* ACTION ITEM A: In the homebrewing thread, how far does the poster's refractometer drift from zero with each use?
* ACTION ITEM B: List each thing the homebrewing thread's first reply asks the OP about their all-grain brews.
* ACTION ITEM C: Pick up the homebrewing thread after its last sentence and keep writing.

* PASSAGE TO READ:
....

OP states these are all-grain brews, not extracts

Since this is all-grain, I have a couple of questions:

- What is your grain bill for one of these?

- What temp are you mashing at, and for how long?

- Have you done an iodine test to ensure all of the starches have been fully converted?

- What pH is your mash at the 30 minute mark?

 

OP said “steeping” and not “mashing” he probably is doing extract with steeping grains. Regardless OP didn’t have an issue with OG so I don’t see how these questions matter that much...

 

Curious if you brew all-grain?

The OP said all-grain and made no mention of extracts or DME. Many people incorrectly use the word steeping when referring to the mashing process. Let's let to OP clarify instead of the snarky remarks, ok?

Mash temp impacts enzyme conversion of the starches into fermentable sugars.

Knowing the grain bill helps to understand what the anticipated OG should be, if the grains have enough 'enzyme power' to convert starches to fermentable sugars

The iodine test offers proof that the mash conversion is complete


Sooo outside of a snarky comment about meter readings, you have offered no help to the OP and their question about attenuation.

 

Thank you for the education.

 

More for the OP and others to consider:

Be sure to re-zero your refractometer in plain water with every use. Mine varies widely within plus or minus 0.4 Brix from zero with every use. The thing just does not hold calibration well at all.

Also, check calibration of the thermometer you use for mashing in both boiling and freezing water. If the mash temp is way off, this could affect attenuation somewhat.

Finally, which yeast strains have you used? Some yeasts don't attenuate well at all.

 

Well, nailing the Wort Correction Factor (WCF) for each and every batch would be like finding the Holy Grail. And to my knowledge, nobody has done it. There are four approaches I can think of. I'll list them in what I consider to be a (roughly) ascending order of chance for success.

- Use the calculator's default WCF. Typically (I think), the calculator's author provides some sort of default WCF that has, in the author's experience (or something he read on the internet), best matched his results across the recipes that the author tends to brew. Sean Terrill, for example, gathered a bunch of data to determine his default WCF. Then he gathered some more and tweaked his default.

....

Records held in a dataset
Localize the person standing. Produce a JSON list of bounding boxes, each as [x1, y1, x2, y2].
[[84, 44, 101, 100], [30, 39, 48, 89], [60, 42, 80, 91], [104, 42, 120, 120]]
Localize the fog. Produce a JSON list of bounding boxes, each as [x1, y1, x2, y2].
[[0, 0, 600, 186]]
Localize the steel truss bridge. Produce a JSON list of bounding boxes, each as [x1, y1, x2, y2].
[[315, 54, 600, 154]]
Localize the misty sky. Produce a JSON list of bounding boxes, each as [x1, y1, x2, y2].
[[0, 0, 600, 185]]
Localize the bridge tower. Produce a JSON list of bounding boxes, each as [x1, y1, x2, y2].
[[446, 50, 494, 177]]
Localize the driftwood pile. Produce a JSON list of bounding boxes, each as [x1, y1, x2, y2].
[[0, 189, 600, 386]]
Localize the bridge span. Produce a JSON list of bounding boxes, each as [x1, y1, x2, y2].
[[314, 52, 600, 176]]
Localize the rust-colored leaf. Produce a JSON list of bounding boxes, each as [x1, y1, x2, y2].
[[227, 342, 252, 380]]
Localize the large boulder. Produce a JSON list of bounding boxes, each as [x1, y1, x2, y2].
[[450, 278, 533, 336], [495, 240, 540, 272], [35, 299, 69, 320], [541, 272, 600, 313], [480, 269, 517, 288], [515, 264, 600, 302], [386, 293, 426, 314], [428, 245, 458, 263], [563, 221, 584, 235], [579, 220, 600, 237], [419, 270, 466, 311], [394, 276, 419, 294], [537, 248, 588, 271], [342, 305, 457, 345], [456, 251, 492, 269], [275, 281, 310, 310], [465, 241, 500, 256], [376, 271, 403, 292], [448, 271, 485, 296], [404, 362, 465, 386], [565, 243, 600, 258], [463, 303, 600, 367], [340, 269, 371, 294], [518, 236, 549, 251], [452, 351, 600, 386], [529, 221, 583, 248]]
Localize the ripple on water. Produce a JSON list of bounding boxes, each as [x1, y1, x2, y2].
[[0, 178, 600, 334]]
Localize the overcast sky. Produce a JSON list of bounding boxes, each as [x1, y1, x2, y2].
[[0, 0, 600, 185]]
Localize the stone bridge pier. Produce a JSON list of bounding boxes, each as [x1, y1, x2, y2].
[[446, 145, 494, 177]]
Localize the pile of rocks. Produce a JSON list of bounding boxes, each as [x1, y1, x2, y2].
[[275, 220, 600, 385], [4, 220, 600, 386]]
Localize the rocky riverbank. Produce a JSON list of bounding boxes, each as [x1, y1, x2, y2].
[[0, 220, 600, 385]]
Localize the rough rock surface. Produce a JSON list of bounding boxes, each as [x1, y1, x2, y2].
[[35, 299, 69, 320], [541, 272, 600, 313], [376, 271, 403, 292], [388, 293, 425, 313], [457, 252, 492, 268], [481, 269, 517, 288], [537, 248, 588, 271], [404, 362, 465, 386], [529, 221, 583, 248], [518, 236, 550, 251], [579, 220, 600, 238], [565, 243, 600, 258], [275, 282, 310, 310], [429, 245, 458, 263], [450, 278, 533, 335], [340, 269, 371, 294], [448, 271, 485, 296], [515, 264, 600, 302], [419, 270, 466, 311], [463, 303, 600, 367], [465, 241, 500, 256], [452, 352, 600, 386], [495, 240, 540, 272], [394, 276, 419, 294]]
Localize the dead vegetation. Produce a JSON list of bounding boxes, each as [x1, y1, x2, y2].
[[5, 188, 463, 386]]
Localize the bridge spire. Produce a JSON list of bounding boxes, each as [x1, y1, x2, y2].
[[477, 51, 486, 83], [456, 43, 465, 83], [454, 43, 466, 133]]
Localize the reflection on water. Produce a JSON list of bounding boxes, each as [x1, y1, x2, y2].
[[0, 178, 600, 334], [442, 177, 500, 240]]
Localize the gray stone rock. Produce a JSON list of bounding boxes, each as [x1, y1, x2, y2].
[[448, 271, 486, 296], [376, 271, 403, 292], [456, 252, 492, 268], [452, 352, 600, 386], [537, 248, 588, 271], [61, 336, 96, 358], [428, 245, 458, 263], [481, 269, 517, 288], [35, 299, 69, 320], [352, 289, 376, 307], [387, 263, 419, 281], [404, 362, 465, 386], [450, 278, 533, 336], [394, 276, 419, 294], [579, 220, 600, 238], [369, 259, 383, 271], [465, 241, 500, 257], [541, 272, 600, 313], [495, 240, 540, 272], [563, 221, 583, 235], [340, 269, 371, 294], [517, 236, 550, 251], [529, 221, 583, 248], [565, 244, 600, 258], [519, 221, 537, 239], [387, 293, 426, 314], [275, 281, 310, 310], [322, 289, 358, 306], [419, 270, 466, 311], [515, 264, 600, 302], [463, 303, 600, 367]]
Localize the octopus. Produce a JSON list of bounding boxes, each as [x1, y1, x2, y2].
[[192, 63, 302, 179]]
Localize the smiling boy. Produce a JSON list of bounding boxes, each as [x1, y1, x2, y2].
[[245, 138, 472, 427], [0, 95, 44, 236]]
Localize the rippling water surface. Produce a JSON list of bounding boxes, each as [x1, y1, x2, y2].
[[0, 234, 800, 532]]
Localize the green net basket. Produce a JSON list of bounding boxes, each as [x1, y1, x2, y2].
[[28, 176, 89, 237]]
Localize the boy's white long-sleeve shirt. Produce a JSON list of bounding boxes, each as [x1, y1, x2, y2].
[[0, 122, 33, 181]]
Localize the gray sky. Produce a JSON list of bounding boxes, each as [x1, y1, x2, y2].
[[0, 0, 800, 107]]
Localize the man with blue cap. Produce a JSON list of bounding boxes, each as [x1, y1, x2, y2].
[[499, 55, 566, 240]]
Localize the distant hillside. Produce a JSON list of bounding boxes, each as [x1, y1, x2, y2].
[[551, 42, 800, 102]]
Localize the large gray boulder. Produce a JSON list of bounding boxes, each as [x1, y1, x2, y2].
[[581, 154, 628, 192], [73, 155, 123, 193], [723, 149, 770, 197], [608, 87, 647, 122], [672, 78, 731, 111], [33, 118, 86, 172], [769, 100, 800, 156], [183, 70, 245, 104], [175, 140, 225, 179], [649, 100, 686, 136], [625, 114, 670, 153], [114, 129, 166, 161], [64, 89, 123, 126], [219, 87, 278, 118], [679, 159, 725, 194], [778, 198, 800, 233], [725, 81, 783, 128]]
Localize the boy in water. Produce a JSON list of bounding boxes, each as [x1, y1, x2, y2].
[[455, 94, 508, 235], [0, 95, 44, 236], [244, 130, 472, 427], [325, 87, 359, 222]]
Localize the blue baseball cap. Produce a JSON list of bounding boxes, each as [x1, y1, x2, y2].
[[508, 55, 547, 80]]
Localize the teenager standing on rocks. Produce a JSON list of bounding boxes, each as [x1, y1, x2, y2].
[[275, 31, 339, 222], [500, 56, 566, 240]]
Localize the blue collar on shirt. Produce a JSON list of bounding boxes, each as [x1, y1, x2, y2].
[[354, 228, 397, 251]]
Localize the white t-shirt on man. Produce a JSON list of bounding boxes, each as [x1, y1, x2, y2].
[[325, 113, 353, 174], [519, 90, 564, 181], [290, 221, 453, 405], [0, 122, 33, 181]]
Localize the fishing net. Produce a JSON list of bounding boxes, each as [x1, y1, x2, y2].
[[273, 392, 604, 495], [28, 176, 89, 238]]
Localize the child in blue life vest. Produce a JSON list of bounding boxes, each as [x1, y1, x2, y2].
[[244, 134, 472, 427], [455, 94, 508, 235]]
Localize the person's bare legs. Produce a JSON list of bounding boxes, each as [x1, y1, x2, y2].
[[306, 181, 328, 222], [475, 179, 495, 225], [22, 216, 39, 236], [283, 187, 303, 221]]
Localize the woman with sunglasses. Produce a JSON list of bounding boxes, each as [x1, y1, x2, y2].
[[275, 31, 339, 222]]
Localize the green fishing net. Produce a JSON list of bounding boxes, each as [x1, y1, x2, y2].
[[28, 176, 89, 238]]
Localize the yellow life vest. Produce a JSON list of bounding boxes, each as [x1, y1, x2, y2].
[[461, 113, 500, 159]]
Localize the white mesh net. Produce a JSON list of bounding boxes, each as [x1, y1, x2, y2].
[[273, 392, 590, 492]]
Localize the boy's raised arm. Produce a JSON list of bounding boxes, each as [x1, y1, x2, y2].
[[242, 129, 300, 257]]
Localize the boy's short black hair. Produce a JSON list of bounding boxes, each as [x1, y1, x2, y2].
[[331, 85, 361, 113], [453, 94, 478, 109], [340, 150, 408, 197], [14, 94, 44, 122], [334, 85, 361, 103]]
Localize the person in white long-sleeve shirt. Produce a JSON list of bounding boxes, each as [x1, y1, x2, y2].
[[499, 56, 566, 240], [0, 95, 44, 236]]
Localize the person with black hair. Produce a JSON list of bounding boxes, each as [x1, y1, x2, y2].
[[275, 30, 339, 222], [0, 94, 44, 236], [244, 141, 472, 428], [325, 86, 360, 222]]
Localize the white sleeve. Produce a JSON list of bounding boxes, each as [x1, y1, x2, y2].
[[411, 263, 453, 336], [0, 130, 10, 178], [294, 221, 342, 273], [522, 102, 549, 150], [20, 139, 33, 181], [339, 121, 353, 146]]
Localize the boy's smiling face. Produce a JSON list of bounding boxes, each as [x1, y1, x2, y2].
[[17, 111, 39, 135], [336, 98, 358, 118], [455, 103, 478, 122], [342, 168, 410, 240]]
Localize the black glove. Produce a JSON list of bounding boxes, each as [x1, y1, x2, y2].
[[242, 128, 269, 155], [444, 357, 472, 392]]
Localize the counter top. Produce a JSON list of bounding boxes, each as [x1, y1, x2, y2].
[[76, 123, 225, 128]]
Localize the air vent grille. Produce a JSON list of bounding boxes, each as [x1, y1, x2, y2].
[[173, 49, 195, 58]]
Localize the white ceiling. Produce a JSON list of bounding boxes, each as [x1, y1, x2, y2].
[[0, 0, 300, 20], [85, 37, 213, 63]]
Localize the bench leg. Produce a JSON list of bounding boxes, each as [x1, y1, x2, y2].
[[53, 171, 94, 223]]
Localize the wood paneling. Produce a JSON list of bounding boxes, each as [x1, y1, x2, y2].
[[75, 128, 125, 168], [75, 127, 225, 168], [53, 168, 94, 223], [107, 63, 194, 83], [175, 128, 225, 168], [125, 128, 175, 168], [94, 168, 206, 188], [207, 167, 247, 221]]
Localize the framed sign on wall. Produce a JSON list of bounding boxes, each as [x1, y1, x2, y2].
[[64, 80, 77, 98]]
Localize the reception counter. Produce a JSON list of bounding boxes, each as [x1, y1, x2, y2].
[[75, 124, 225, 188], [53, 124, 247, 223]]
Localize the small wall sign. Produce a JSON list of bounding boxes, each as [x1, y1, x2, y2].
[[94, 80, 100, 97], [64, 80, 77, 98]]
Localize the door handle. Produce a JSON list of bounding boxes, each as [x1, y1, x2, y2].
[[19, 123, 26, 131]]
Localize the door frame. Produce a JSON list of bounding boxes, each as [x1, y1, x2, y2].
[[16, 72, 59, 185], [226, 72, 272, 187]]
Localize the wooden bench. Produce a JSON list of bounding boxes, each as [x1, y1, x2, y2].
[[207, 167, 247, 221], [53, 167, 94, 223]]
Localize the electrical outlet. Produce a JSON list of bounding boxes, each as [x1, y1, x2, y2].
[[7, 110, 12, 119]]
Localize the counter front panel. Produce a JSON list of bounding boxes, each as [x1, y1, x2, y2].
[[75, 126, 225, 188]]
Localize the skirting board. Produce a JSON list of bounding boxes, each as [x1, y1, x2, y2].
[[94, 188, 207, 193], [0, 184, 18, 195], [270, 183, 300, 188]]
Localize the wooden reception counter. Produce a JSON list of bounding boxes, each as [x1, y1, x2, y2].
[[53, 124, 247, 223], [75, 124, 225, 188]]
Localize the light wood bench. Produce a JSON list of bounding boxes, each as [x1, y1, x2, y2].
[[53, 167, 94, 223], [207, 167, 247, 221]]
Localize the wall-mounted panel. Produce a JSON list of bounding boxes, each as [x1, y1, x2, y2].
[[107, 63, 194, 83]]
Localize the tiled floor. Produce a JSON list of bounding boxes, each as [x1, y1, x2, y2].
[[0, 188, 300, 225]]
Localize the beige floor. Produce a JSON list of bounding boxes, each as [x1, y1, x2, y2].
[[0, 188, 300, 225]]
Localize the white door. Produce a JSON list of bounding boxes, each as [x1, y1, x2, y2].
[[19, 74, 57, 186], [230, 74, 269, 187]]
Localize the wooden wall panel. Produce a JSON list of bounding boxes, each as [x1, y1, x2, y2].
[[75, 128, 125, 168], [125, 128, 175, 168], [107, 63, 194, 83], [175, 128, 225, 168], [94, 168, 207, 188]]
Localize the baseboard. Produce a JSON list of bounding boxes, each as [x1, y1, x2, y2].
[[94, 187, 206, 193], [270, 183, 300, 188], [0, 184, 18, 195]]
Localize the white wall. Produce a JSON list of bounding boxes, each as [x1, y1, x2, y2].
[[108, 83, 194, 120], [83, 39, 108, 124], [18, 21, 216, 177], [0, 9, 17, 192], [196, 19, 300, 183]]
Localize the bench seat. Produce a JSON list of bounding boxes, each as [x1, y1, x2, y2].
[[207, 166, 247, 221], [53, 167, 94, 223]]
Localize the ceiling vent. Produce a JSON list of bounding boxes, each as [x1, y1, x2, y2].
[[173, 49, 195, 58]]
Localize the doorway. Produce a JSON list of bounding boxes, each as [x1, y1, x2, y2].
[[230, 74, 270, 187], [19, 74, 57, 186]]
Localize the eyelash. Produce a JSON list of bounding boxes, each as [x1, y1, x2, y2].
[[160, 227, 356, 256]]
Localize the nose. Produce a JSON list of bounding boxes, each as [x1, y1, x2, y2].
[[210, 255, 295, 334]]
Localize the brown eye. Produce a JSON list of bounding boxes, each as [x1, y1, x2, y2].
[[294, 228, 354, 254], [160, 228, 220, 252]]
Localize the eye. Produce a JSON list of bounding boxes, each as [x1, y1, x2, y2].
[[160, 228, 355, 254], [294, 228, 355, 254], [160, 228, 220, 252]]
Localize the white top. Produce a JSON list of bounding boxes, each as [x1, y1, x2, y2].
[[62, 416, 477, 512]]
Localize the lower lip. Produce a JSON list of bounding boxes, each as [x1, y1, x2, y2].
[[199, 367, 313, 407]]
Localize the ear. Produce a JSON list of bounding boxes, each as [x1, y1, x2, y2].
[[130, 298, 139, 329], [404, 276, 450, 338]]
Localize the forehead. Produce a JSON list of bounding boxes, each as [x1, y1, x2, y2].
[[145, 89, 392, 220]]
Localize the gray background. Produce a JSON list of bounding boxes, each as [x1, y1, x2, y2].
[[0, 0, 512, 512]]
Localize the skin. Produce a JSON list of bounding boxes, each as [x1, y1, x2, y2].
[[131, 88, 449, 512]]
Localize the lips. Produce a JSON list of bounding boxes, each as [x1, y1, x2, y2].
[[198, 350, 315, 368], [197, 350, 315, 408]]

....

* TASK RESPONSE A: It varies within plus or minus 0.4 Brix.

* TASK RESPONSE B:
- The grain bill for one of the brews
- The mash temperature and how long the mash lasts
- Whether an iodine test has been done to make sure all the starches were fully converted
- The pH of the mash at the 30 minute mark

* TASK RESPONSE C:
- Use your own (user's) default WCF. Similar to the calculator's default WCF, but based on the user's "typical" experience. (I don't know if there are still any calculators that don't allow you to change the WCF, but if there are, I would avoid them.)

- Use a better estimated WCF, based on wort characteristics. If you could know the precise makeup of the wort, this would be the Holy Grail I mentioned. However, nobody ever knows the precise makeup of their wort (or for that matter developed a calculator to use it). Given this conundrum, for BrewCipher I made a formula that uses expected wort attenuability as a proxy for proportions of simple sugars/complex sugars/dextrins. It avoids having to know the precise makeup of the wort, and provides a recommended WCF that seems to work pretty well in general, at least for my batches and from what some users have told me. (Nobody has told me they suck, so there's that.) Of course, the recommended WCF can be overridden by the user. Which brings us to...

- Determine the actual WCF for each batch, by measuring OG with both a refractometer and a hydrometer. This would seem to defeat the purpose of having a refractometer, but it can be useful for two reasons. 1) Data gathering. 2) If you do this with OG (where a sanitary sample can be returned to the main wort) to determine the actual WCF, then you can use just a corrected refractometer reading (a drop vs several ounces) for FG. This approach is quite convenient in some setups, including mine. After taking refractometer and hydrometer readings of the OG, you can pop the refractometer reading into the calculator, then tweak the WCF until the resulting OG gravity matches what the hydrometer said. Now you have a WCF tailored for that batch, and the FG refractometer reading can later be used without another hydrometer reading (and wasteful sample).